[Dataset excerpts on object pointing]
==========
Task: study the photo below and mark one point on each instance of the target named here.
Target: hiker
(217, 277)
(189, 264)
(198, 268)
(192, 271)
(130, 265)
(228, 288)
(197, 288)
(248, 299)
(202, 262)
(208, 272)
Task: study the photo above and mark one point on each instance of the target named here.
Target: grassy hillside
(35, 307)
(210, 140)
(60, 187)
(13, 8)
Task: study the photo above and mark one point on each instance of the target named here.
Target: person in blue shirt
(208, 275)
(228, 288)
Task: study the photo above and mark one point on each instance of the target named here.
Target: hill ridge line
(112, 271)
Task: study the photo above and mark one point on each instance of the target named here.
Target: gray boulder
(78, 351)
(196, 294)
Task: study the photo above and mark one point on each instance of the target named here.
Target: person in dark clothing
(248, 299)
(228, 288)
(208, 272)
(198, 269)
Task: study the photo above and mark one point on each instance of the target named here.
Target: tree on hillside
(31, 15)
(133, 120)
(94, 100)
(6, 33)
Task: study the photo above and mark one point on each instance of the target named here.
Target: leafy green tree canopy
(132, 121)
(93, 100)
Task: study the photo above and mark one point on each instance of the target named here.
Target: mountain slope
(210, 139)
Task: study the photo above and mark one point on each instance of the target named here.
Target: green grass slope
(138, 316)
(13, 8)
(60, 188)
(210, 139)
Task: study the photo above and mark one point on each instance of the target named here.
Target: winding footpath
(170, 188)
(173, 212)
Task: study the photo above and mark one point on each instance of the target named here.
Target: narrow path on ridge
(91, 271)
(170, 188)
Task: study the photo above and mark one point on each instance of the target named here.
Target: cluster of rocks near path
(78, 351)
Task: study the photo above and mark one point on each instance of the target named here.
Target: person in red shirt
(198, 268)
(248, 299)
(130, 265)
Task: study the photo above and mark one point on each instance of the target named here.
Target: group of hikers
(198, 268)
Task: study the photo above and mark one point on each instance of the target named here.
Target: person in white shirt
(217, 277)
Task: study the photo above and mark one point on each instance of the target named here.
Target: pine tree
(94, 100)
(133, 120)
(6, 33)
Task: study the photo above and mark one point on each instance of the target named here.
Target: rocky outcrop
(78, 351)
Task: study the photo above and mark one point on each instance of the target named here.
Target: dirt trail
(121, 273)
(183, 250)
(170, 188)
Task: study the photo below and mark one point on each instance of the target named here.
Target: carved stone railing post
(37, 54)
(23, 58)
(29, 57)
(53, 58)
==========
» Stated exercise
Write the listing out again, exactly as shown above.

» Task answer
Task: study the photo below and mark one point on each instance of the target named here.
Target: hiker
(217, 277)
(189, 264)
(198, 268)
(192, 271)
(130, 265)
(228, 288)
(197, 288)
(248, 299)
(202, 262)
(208, 272)
Task: study the photo above and mark one point on each instance of the target named here.
Target: grassy hillside
(35, 307)
(210, 140)
(60, 187)
(13, 8)
Task: study the photo above and mark one point on each instance of the target named here.
Target: person in blue shirt
(208, 275)
(228, 288)
Task: study the photo above and mark one point on each instance of the target named here.
Target: hill ridge line
(112, 271)
Task: study the photo above and mark one point on each instance of the target named here.
Target: gray boulder
(78, 351)
(196, 294)
Task: study the photo above and mark one point on each instance of the target named here.
Target: person in dark clothing
(248, 299)
(228, 288)
(208, 272)
(198, 269)
Task: study the photo above and mark one point on each instance of the target named here.
Target: tree on hillside
(31, 15)
(133, 120)
(94, 100)
(6, 33)
Task: study the photo above and mark one point on each instance of the target named here.
Target: leafy green tree canopy
(132, 121)
(93, 100)
Task: study the photo above and mark one point on each instance of the target named here.
Target: mountain slope
(210, 139)
Task: study the photo above and mark one point on each instance of the target named here.
Target: green grass slope
(138, 316)
(13, 8)
(60, 188)
(210, 139)
Task: study the photo above and mark one point on each instance of the target named here.
Target: winding footpath
(170, 188)
(173, 212)
Task: study the photo above and mark one point on each instance of the target named here.
Target: narrow path on ridge
(91, 271)
(170, 188)
Task: study the photo above and mark one point on each instance of the target named here.
Target: cluster of rocks near path
(78, 351)
Task: study the photo above and mark one point on each instance of the target named here.
Target: person in red shirt
(198, 268)
(248, 299)
(130, 265)
Task: study the photo above and mark one point on each instance of the target named here.
Target: group of hikers
(198, 268)
Task: study the photo above and mark one point on each instance of the target named here.
Target: person in white shirt
(217, 277)
Task: study the photo above and mark one point on each instance of the target named here.
Target: pine tree
(94, 100)
(133, 120)
(6, 33)
Task: study the photo above and mark one point on each instance of the target named here.
Target: rocky outcrop
(78, 351)
Task: study the photo above and mark one point on each instance of the target named here.
Target: dirt trail
(121, 273)
(183, 250)
(170, 188)
Task: study the photo below and mark one point on each instance of the target named here.
Target: carved stone railing post
(37, 54)
(23, 58)
(29, 57)
(53, 58)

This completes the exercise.